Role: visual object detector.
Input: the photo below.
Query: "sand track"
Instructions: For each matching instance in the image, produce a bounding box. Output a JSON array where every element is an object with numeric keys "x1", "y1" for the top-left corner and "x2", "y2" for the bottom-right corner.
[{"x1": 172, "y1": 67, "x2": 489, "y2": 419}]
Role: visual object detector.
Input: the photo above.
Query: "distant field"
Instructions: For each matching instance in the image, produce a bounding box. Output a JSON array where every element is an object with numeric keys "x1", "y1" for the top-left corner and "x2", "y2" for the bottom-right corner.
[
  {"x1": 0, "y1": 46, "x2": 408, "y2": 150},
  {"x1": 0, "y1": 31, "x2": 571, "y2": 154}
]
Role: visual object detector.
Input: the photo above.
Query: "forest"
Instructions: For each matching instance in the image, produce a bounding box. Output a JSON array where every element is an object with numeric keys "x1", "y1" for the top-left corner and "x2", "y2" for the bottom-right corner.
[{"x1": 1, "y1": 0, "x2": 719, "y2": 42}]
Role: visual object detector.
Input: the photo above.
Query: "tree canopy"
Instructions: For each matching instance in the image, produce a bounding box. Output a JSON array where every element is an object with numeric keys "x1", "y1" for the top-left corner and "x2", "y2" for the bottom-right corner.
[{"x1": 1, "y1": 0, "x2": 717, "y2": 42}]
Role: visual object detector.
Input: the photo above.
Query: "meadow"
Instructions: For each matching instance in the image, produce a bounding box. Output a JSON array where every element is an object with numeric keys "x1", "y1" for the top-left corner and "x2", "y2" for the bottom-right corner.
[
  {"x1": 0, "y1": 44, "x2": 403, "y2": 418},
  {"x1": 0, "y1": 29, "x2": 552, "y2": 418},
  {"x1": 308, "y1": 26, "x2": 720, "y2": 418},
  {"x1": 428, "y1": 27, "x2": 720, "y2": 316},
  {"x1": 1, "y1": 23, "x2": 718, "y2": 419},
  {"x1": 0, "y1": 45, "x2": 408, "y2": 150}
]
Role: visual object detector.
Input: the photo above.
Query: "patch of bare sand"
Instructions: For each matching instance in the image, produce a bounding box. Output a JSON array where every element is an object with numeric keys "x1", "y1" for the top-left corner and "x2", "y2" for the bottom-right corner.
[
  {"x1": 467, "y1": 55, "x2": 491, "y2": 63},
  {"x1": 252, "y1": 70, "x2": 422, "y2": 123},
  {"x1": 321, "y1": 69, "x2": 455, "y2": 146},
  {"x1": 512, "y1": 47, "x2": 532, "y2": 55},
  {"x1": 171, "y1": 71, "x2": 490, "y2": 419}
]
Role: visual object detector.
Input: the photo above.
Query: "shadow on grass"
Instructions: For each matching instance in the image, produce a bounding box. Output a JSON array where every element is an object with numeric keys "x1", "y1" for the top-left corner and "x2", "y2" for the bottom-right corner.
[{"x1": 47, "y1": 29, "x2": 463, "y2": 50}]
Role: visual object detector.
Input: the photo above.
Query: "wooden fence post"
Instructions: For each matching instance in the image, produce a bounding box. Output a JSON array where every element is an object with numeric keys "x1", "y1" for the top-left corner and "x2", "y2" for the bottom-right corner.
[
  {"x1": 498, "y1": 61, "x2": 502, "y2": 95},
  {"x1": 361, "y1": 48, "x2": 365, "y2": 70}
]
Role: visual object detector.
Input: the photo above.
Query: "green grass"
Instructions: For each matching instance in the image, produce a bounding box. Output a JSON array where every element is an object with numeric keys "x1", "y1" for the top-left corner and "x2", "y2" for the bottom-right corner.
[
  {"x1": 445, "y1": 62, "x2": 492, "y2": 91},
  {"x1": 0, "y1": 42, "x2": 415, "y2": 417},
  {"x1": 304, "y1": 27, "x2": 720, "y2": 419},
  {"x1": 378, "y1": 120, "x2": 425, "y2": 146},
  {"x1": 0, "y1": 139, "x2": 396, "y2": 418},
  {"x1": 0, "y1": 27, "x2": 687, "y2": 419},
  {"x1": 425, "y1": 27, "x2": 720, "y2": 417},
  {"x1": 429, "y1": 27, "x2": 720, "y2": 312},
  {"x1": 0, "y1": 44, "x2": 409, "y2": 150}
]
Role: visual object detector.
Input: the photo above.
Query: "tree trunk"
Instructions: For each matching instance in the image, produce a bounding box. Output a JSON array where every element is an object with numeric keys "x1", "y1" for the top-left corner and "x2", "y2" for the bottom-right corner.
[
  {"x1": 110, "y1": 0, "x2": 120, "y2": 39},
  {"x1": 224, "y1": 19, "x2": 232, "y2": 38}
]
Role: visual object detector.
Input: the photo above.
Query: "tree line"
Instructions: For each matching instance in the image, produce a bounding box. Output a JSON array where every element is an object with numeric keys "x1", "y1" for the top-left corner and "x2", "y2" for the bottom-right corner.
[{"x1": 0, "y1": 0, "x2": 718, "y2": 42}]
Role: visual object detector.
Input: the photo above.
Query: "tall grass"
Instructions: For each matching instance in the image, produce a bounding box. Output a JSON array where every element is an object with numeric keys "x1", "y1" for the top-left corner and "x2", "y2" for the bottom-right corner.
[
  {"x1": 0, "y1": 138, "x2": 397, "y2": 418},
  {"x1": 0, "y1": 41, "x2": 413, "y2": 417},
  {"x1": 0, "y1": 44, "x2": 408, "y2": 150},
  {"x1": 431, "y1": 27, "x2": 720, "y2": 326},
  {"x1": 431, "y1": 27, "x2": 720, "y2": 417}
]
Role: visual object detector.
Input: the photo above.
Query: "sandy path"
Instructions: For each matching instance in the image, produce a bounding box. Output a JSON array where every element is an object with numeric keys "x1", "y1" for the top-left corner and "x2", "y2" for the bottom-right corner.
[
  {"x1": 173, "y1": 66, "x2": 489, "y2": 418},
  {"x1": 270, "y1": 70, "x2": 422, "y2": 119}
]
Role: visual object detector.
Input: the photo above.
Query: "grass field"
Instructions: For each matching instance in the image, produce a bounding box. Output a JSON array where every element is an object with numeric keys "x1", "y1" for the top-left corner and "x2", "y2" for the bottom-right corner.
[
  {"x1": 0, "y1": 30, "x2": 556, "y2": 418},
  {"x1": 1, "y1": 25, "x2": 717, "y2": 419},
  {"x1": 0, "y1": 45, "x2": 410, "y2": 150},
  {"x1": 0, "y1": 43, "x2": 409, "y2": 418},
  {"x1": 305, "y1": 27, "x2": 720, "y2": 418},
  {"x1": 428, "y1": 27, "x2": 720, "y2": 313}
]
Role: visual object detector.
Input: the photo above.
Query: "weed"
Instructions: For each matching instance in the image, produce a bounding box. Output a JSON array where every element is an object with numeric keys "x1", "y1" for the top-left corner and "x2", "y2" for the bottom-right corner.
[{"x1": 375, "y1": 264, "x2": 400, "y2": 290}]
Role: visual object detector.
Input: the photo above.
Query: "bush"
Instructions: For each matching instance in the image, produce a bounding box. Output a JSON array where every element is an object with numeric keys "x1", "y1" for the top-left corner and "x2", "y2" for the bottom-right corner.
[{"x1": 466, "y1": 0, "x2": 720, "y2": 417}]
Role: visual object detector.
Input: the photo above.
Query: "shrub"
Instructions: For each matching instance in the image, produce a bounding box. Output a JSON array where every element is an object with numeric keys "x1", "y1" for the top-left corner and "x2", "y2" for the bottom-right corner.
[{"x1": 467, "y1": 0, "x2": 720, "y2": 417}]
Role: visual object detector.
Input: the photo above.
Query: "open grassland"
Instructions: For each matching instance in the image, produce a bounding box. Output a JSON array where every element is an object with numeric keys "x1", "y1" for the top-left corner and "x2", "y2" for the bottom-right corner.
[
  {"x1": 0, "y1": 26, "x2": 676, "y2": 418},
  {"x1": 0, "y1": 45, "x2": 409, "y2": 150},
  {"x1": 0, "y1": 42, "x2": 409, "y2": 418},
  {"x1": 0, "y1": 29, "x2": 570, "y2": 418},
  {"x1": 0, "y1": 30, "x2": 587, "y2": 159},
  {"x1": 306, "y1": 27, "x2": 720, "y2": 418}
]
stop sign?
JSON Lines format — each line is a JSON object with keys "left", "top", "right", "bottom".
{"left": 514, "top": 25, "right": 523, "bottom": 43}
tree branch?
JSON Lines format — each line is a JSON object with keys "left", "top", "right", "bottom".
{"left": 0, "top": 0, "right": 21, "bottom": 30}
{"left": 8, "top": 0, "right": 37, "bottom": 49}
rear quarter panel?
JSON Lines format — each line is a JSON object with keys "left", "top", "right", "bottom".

···

TASK INSTRUCTIONS: A single figure is expected: the count of lines in the data above that include the word "field".

EXERCISE RESULT: 2